Article:
==========

Depuis
plusieurs décennies, les relations entre l’Algérie et la France oscillent entre
rapprochements prudents et ruptures soudaines. Certains articles récents,
notamment à propos de la reconnaissance française du Sahara occidental comme
marocain, laissent croire que l’Algérie réagit de manière émotive et
subordonnée aux aléas de la politique intérieure française. Cette lecture
simpliste est réductrice, car elle occulte les dynamiques profondes de la
diplomatie algérienne et les choix stratégiques opérés par l’État algérien
depuis 1962.
La
diplomatie algérienne : une doctrine de souveraineté, pas une réaction
épidermique
Contrairement
à l’image d’un pays « surpris » ou « vexé » par la décision française,
l’Algérie suit une ligne diplomatique constante défense des principes de souveraineté
et d’autodétermination, hérités de la lutte de libération nationale, engagement
ferme en faveur des causes justes, comme celle du peuple sahraoui, appuyée par
les résolutions de l’ONU et la jurisprudence de la Cour de justice européenne
et surtout refus des ingérences étrangères et rejet de toute forme de tutelle
néocoloniale.
Loin d’être
réactive, l’Algérie applique une doctrine claire qui ne varie pas au gré des
caprices de Paris.
Le Sahara occidental : une question de droit, non de
rivalité
Réduire la
position algérienne à une opposition mécanique au Maroc ou à une réaction « de
surprise » face à la France est une contre-vérité. Depuis son indépendance,
l’Algérie a toujours soutenu le principe de l’autodétermination des peuples.
Le Sahara occidental n’est pas une querelle bilatérale mais une question de droit
international : les Nations Unies considèrent ce territoire comme non
autonome. Le soutien algérien n’est donc ni une invention récente, ni une «
réaction à Macron », mais une position cohérente et constante.
La mémoire coloniale : une ligne rouge
Les propos
du président Macron, reprenant des mythes tels que « les bienfaits de la
colonisation » ou « l’Algérie, une création française », ne peuvent
être réduits à de simples maladresses électoralistes. Ils constituent une atteinte
frontale à la mémoire algérienne et une négation des crimes coloniaux. Ils
trahissent la persistance, au sein de certaines élites françaises, d’une vision
condescendante et coloniale. En Algérie, cette ligne rouge ne peut être
franchie sans conséquences : elle touche à l’ADN même de la nation, forgée dans
la lutte contre la colonisation.

==========

Données fournies:
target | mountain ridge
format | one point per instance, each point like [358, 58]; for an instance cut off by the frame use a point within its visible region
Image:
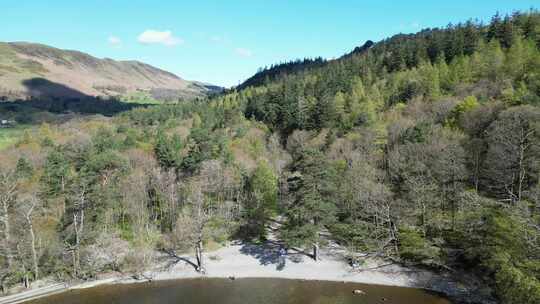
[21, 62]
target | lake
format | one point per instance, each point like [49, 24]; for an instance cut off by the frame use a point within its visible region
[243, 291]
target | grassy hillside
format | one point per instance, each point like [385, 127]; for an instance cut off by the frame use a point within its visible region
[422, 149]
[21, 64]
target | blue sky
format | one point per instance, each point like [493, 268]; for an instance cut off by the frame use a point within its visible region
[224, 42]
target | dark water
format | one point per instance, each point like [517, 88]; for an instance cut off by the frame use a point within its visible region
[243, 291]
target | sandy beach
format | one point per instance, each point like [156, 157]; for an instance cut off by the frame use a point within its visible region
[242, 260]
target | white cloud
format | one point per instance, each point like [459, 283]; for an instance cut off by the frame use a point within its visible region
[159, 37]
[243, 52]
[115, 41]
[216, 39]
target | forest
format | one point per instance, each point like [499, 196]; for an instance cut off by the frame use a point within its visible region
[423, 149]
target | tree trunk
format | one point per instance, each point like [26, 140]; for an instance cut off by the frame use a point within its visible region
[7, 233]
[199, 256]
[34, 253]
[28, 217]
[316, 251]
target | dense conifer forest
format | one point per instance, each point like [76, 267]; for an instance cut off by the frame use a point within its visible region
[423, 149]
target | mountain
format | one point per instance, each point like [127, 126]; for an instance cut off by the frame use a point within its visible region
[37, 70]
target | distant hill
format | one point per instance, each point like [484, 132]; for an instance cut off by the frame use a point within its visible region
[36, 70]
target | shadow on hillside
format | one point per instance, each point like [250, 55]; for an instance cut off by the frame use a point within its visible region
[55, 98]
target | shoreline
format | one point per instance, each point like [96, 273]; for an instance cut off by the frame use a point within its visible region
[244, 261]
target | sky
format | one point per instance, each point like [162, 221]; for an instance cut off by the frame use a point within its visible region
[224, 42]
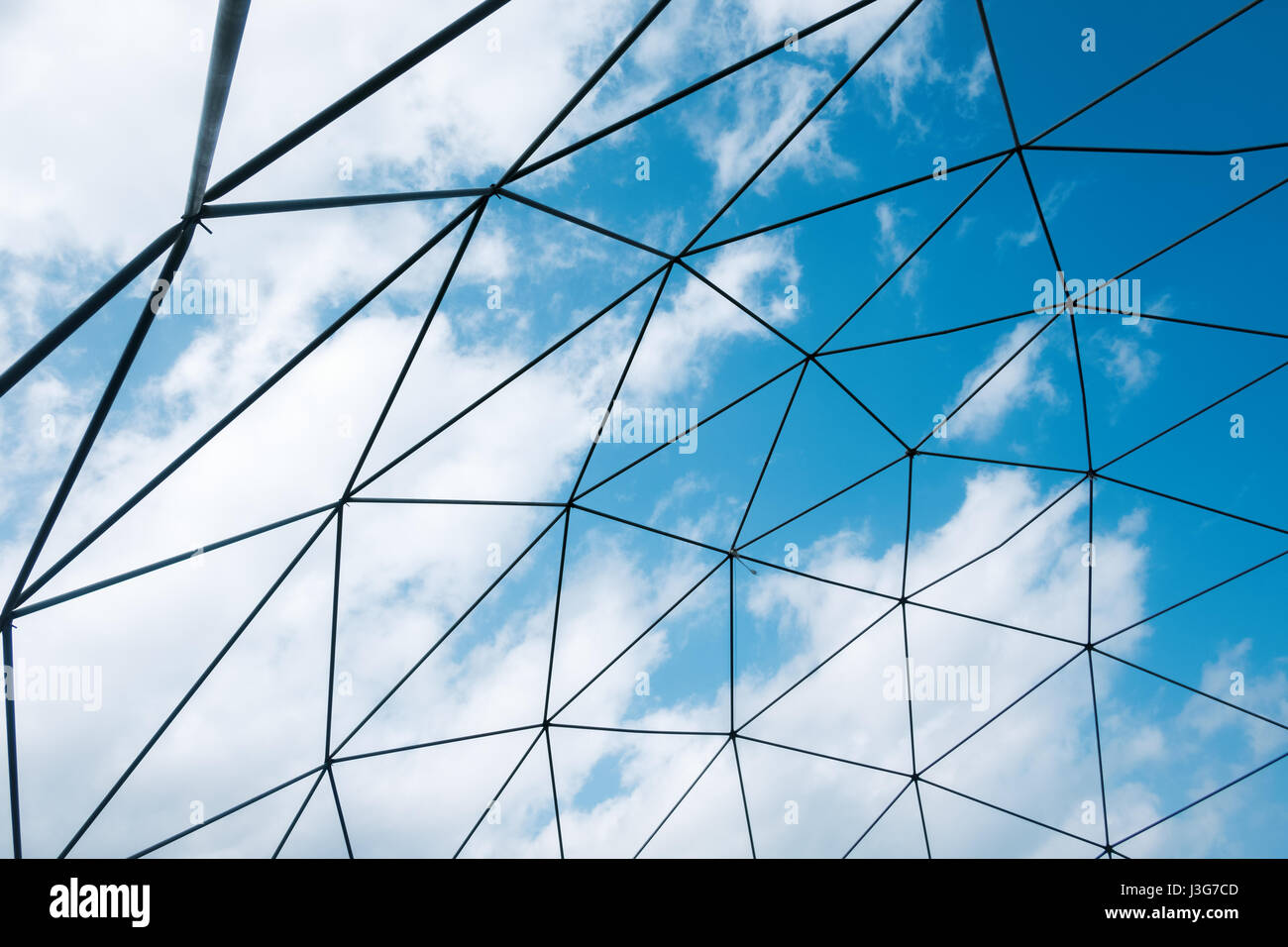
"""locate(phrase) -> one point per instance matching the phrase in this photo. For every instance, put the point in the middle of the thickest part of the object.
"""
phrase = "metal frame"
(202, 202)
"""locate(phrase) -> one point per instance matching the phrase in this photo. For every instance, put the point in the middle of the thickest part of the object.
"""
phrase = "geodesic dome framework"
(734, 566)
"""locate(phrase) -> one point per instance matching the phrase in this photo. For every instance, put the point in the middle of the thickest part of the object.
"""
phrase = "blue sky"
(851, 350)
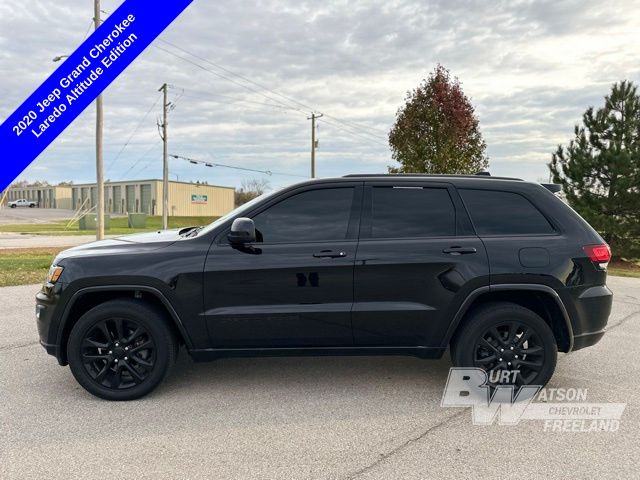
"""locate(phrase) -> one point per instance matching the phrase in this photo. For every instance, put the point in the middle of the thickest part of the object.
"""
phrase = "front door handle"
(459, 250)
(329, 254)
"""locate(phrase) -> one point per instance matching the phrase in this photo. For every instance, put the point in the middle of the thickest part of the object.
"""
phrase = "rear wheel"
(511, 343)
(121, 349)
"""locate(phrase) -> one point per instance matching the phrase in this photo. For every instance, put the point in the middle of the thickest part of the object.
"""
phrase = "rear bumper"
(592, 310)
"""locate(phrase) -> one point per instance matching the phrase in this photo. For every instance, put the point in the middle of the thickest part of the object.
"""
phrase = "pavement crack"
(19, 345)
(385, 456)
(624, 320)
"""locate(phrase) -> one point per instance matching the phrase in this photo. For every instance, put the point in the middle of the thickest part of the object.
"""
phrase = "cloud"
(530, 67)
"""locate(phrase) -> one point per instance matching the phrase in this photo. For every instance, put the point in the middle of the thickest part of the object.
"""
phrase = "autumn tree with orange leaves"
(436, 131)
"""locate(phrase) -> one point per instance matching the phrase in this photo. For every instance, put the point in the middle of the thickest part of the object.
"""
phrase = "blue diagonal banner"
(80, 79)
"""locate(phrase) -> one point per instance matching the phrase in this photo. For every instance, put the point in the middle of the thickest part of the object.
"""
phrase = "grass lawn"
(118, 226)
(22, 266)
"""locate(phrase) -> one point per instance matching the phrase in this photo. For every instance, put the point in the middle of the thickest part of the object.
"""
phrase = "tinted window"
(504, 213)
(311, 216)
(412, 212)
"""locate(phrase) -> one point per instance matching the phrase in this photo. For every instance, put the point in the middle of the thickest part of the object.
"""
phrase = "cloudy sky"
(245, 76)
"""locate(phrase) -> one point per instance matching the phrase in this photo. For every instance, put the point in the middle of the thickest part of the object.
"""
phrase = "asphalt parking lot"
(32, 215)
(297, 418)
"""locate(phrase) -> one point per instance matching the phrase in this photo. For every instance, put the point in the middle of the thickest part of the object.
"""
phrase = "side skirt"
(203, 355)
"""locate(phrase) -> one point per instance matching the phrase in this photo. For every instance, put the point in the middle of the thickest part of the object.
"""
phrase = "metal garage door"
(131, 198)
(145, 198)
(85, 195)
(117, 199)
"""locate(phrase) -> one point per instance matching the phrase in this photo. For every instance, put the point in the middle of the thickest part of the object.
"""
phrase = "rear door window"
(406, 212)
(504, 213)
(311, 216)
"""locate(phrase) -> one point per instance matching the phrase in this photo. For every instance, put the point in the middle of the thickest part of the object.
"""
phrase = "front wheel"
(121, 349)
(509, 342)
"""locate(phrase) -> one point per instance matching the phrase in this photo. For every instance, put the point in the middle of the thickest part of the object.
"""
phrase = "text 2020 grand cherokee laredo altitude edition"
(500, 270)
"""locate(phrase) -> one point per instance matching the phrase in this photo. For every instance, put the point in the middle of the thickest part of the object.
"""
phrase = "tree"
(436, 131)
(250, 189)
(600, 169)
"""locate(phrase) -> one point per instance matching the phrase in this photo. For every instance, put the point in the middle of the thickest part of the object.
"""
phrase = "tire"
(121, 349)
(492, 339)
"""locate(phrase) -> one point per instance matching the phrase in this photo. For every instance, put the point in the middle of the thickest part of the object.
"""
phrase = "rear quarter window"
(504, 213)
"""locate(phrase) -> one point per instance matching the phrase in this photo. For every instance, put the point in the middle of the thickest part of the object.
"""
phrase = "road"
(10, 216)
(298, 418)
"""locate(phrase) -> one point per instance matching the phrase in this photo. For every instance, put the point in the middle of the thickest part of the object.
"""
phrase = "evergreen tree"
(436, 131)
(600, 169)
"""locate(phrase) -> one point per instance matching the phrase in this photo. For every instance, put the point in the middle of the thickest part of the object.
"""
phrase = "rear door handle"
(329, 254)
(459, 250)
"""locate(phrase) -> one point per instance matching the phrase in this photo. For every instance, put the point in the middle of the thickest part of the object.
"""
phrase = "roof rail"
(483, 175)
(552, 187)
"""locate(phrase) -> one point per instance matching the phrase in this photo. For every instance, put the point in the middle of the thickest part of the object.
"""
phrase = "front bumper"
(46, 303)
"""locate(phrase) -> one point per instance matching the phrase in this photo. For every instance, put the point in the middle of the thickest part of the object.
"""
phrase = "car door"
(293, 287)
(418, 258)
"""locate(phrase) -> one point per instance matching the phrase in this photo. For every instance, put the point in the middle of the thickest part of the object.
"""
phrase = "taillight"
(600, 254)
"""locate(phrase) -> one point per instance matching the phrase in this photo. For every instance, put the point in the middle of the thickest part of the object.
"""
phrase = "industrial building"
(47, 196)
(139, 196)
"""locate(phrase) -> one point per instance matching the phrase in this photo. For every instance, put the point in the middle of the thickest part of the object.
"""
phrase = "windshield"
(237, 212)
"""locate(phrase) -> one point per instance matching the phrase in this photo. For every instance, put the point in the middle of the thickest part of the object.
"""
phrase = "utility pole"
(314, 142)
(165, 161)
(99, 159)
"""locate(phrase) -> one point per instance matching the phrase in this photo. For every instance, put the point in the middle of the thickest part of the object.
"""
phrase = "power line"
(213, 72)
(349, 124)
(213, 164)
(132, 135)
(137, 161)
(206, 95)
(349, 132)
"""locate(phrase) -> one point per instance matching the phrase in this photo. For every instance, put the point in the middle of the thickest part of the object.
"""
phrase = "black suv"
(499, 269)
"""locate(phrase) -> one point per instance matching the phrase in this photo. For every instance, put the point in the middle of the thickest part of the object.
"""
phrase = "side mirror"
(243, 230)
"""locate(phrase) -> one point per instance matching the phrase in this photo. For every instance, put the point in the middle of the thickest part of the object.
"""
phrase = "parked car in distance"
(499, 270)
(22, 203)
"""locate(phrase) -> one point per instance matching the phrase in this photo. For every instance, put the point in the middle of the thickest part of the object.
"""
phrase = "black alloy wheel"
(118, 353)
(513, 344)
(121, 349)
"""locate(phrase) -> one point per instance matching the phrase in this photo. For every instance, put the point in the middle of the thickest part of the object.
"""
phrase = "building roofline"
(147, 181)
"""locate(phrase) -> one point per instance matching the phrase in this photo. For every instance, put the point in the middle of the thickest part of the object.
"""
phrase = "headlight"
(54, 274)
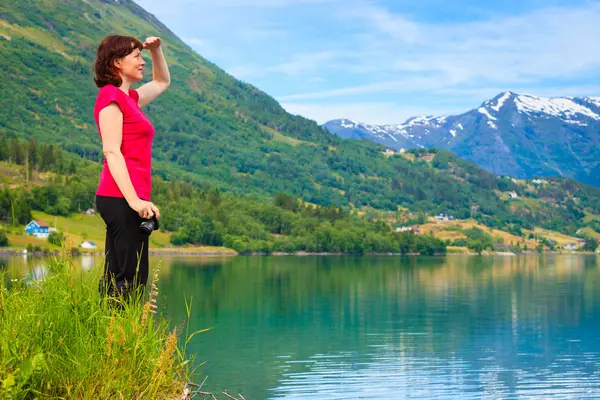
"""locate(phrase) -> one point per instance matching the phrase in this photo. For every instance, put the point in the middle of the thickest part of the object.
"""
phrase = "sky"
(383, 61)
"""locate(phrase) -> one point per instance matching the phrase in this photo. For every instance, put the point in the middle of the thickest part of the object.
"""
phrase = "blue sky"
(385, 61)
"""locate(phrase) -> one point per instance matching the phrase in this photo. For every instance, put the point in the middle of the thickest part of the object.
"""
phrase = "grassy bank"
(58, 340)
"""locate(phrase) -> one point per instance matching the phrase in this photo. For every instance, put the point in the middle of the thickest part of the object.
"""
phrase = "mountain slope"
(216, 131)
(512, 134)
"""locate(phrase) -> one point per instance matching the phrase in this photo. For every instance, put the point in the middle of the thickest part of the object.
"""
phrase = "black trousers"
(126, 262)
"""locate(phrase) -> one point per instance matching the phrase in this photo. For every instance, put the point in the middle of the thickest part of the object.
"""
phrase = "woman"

==========

Travail à faire:
(a) Indiquez si chacune des affirmations suivantes concorde avec l’article sur les relations entre l’Algérie et la France, en répondant par oui ou par non et en citant mot pour mot le passage qui tranche. (i) Les Nations Unies considèrent le Sahara occidental comme un territoire non autonome. (ii) Le soutien algérien au peuple sahraoui est présenté comme une invention récente. (iii) L’article évoque les choix stratégiques de l’État algérien depuis 1962.
(b) Remplacez « querelle » par « dispute » dans le passage de l’article qui commence par « Le Sahara occidental : une » et s’arrête après « cohérente et constante. », puis recopiez ce passage.
(c) Poursuivez l’article sur les relations entre l’Algérie et la France à la suite de sa dernière phrase.
Les enregistrements n’interviennent pas dans ce travail.

Réponses:
(a)
(i) Oui : « les Nations Unies considèrent ce territoire comme non autonome ».
(ii) Non : « Le soutien algérien n’est donc ni une invention récente ».
(iii) Oui : « les choix stratégiques opérés par l’État algérien depuis 1962 ».

(b)
Le Sahara occidental : une question de droit, non de
rivalité
Réduire la
position algérienne à une opposition mécanique au Maroc ou à une réaction « de
surprise » face à la France est une contre-vérité. Depuis son indépendance,
l’Algérie a toujours soutenu le principe de l’autodétermination des peuples.
Le Sahara occidental n’est pas une dispute bilatérale mais une question de droit
international : les Nations Unies considèrent ce territoire comme non
autonome. Le soutien algérien n’est donc ni une invention récente, ni une «
réaction à Macron », mais une position cohérente et constante.

(c)
Le Hirak et
la refondation de l’Algérie : un choix de rupture
L’article
évoque le Hirak de 2019 comme un simple facteur aggravant des tensions avec la
France. Mais il s’agit d’un mouvement profond qui a réaffirmé la volonté du
peuple algérien de disposer pleinement de son destin, favorisé l’émergence
d’une nouvelle gouvernance, incarnée par le président Abdelmadjid Tebboune qui a conduit à une reconfiguration des
alliances internationales, avec une diversification assumée vers la Chine,
la Russie, la Turquie, les BRICS, mais aussi l’Italie, l’Espagne, l’Allemagne,
les États-Unis et l’Inde.
L’Algérie ne
s’éloigne pas de la France par ressentiment, mais parce qu’elle construit une
politique étrangère indépendante, adaptée aux réalités du XXIᵉ siècle.
Une puissance
régionale en ascension
Aujourd’hui,
l’Algérie est loin d’être une puissance périphérique dépendante, elle est un
acteur clé en Méditerranée, au Maghreb et au Sahel, elle dispose de ressources
stratégiques (hydrocarbures, minéraux) et d’un marché de 47 millions de
consommateurs, elle est classée parmi les 25 premières puissances
militaires mondiales, avec une expertise reconnue en matière de lutte
contre le terrorisme, elle attire désormais l’attention de puissances qui
rivalisent avec la France pour renforcer leurs relations (États-Unis, Chine,
Russie, Turquie, Inde, Allemagne, Italie, Espagne).
Ce n’est pas
l’Algérie qui reste prisonnière d’un lien colonial, mais bien la France qui
peine à se défaire d’une vision réductrice et passéiste.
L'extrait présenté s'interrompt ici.